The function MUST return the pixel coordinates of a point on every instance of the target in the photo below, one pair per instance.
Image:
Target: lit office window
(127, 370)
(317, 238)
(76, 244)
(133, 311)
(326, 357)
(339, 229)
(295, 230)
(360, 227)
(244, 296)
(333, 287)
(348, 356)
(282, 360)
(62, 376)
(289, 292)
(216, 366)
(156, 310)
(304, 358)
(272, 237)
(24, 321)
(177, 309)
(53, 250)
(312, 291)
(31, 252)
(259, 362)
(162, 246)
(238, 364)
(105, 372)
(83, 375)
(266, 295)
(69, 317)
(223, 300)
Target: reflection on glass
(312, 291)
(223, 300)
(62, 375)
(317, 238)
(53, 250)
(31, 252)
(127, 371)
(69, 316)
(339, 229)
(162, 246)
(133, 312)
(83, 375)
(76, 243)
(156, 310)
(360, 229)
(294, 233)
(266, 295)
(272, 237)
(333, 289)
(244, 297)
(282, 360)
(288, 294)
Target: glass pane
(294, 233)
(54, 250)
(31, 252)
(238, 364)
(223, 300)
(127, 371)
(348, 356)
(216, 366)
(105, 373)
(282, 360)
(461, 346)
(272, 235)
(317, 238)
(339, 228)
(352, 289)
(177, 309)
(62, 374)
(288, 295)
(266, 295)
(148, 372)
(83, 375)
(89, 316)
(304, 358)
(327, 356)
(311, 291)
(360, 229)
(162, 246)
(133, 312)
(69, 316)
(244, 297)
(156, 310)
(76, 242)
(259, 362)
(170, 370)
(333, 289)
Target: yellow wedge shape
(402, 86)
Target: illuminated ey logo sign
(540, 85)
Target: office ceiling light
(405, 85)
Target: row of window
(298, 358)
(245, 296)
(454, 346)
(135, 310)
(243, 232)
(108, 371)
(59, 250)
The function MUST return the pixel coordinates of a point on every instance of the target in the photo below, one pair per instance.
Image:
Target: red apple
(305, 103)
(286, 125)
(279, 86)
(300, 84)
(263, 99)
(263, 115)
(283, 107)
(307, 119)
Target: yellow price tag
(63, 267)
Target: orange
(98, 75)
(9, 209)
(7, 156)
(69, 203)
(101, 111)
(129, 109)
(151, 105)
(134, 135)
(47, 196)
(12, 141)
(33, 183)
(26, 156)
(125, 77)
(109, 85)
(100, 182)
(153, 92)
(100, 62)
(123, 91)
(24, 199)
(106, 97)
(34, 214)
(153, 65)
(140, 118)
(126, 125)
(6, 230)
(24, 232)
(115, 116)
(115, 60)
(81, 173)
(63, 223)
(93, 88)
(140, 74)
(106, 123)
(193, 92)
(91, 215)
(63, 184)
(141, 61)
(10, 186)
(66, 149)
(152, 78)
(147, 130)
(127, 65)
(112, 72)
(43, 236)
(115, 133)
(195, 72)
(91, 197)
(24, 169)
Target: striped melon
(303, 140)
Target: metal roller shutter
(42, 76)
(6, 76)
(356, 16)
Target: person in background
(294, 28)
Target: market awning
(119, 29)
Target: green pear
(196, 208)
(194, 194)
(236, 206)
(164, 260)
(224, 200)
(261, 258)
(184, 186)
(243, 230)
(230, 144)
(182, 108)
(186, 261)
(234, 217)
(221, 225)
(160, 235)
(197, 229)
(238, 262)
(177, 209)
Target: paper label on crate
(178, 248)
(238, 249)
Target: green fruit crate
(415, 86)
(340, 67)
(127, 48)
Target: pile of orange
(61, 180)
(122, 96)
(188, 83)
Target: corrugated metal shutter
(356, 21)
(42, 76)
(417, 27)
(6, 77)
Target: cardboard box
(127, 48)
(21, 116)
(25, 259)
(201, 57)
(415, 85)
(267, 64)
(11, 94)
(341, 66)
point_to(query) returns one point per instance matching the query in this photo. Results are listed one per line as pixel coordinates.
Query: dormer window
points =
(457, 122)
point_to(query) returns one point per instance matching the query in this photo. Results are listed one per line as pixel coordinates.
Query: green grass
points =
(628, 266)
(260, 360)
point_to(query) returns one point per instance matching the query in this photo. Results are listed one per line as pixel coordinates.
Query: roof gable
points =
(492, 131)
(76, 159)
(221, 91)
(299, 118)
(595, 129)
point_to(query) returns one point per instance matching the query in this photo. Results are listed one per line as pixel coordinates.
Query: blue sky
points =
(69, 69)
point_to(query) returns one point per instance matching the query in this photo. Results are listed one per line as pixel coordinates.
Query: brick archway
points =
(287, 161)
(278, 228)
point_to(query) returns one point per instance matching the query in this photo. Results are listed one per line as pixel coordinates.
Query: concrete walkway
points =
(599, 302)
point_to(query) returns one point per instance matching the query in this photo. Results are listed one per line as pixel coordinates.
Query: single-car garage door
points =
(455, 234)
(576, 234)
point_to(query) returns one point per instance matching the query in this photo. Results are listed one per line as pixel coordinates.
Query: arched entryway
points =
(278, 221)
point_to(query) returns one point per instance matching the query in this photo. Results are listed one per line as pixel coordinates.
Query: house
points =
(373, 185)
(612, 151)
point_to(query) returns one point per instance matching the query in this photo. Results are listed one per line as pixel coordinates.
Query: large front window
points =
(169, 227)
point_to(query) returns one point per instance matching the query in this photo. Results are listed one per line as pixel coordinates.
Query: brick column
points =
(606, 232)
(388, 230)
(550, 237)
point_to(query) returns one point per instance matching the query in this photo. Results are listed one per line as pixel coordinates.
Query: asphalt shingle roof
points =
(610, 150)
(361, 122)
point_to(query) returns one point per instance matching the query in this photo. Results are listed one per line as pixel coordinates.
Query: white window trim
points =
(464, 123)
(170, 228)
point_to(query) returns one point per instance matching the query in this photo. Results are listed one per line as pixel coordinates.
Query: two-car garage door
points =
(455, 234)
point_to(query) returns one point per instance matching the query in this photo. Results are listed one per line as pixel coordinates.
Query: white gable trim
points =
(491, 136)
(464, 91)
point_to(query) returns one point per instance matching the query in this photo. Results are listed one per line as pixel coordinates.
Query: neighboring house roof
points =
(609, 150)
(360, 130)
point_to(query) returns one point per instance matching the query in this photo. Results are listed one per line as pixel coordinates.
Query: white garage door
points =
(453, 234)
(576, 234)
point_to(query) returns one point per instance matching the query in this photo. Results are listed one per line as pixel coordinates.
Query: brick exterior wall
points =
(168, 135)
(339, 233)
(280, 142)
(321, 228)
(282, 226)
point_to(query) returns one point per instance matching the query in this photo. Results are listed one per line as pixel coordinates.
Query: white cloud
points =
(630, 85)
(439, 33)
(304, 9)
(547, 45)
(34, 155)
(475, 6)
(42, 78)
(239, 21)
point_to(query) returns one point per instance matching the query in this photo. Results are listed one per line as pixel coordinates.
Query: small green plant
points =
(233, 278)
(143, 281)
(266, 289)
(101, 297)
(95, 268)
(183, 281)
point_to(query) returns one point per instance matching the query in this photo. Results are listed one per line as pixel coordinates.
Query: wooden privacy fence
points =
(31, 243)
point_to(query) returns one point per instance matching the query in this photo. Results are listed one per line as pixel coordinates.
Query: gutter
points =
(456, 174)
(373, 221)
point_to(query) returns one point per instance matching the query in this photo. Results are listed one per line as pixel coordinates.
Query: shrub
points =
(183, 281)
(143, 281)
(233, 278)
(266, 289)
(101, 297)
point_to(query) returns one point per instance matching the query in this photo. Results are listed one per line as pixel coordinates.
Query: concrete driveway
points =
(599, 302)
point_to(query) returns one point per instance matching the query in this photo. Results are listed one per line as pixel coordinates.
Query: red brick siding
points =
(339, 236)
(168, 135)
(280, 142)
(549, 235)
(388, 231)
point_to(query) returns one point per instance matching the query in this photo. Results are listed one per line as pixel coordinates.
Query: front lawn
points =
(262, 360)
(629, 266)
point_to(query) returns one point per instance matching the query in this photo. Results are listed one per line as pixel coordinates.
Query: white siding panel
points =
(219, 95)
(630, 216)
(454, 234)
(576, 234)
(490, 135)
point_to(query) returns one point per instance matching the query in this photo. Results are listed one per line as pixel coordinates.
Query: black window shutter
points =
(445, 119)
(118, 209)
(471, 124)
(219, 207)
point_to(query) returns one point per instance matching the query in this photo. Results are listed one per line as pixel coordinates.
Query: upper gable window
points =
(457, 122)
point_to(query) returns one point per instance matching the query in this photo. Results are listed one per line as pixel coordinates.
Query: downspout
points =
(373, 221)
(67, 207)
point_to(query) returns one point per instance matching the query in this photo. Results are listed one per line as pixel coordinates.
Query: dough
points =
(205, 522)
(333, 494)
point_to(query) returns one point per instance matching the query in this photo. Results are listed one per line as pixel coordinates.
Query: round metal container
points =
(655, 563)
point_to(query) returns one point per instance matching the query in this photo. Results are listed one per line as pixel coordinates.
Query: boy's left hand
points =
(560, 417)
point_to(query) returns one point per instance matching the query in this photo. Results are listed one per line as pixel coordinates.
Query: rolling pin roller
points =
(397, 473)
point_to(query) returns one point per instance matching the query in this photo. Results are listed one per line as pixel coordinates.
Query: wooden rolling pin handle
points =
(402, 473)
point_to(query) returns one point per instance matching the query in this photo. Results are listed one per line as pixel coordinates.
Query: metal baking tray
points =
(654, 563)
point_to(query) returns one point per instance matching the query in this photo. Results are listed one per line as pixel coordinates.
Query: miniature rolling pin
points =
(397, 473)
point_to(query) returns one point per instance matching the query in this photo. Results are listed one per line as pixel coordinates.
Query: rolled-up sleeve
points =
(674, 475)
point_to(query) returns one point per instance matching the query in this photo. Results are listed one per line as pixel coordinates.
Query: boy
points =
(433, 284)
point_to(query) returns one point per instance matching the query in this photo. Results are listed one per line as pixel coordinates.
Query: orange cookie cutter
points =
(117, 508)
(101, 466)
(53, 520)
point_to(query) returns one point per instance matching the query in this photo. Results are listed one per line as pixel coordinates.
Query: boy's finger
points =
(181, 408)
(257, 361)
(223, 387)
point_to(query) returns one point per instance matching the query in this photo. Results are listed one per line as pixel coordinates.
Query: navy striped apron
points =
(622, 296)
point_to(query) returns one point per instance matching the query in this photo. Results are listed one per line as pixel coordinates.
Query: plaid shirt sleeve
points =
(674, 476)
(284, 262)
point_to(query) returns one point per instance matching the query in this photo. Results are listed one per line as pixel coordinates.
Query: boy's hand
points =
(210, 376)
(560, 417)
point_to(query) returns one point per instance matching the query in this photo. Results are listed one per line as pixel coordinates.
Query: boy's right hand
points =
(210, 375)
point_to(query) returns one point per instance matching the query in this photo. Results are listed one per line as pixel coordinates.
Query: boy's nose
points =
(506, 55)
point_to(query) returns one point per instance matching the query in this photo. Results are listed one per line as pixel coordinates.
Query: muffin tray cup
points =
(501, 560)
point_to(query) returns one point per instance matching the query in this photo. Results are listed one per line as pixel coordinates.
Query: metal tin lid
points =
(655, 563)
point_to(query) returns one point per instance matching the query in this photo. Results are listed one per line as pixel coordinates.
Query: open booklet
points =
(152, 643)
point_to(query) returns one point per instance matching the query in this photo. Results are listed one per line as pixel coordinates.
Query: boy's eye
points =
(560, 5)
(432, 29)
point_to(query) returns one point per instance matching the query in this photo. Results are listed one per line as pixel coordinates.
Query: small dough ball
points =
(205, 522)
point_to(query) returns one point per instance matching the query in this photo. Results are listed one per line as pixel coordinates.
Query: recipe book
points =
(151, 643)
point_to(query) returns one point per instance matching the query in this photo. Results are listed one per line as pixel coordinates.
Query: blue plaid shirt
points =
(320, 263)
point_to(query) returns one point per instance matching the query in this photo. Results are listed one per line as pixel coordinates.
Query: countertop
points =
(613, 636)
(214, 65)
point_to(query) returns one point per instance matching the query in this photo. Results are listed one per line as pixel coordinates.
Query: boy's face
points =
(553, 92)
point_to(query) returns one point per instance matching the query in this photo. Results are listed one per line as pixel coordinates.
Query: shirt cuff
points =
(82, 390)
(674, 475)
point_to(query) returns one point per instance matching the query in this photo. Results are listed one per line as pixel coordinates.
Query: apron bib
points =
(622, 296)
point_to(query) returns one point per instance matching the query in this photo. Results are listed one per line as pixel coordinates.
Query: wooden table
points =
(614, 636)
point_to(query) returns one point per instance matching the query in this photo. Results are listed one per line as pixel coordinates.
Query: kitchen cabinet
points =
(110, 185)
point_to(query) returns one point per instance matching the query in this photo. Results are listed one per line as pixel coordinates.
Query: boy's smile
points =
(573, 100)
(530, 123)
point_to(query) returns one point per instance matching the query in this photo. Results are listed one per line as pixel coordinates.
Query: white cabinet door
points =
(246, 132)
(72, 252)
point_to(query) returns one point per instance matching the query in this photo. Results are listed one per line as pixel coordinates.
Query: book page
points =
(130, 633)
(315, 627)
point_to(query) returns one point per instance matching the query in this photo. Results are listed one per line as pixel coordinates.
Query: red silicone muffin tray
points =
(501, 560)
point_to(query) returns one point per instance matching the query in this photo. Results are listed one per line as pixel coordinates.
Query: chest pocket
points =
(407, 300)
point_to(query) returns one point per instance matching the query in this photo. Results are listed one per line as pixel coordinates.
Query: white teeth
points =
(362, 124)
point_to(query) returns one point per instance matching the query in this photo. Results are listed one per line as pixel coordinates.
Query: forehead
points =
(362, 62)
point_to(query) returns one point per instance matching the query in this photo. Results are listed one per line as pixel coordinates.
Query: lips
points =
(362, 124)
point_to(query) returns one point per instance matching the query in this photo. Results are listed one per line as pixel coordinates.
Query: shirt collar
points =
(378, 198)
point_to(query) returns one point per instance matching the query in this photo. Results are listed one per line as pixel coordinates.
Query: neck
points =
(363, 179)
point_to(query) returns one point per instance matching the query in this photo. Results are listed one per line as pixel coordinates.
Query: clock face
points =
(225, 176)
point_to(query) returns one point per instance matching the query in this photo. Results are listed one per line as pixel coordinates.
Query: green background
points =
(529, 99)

++++++++++++++++++++

WHAT IS EXPECTED ▸
Gather every line in the records above that contains the word "office", and copy each of those lines out in full.

ANSWER TO THE EXERCISE ▸
Target: lit office window
Target: office ceiling light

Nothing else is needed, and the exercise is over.